*** Opening DATA ***

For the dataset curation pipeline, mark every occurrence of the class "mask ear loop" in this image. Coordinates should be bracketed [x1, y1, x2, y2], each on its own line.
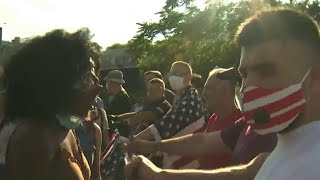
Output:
[234, 86, 244, 112]
[301, 68, 311, 83]
[301, 68, 312, 103]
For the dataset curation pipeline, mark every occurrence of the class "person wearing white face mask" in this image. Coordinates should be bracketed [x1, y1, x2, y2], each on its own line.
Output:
[128, 61, 206, 169]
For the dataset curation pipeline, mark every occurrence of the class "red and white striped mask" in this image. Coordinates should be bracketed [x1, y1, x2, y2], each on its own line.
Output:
[237, 69, 310, 135]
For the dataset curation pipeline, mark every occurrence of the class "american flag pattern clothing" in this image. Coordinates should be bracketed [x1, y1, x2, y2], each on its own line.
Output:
[149, 86, 206, 168]
[239, 69, 310, 135]
[241, 85, 306, 135]
[100, 130, 126, 180]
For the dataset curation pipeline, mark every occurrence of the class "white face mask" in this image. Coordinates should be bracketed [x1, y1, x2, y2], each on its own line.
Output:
[169, 75, 185, 91]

*** Closing DATA ***

§ EXERCISE DETAILS
When the word "class" shows up in a line of the entries, report that line.

§ EXERCISE RESPONSE
For the dataset curation pipeline, mark every occurrence of the class "mask ear loop" in this image. Coordinates should be bracketed [x1, y1, x2, y2], each on its own line.
For the dataset curation pipeline, mark every occurrence of the class "person wearing white face mask" in this image. Coordinates should be bracketed [x1, y1, x2, y2], each on its own line.
For the dataset curation pipeline, mark every occurrence of the class "red and white striped mask" in this image. Coordinates should be bracketed [x1, y1, x2, y2], each on its own line.
For the dataset curation pipeline, mark every occurrence of the class "american flag pattern clothing" in this image. Coordinates should be bracketed [x1, y1, x2, y2], each on its own line.
For the dataset curation pipeline, mark every occurrence of the class "white face mask" in this image. Coordinates should be bracketed [x1, y1, x2, y2], each on its own line.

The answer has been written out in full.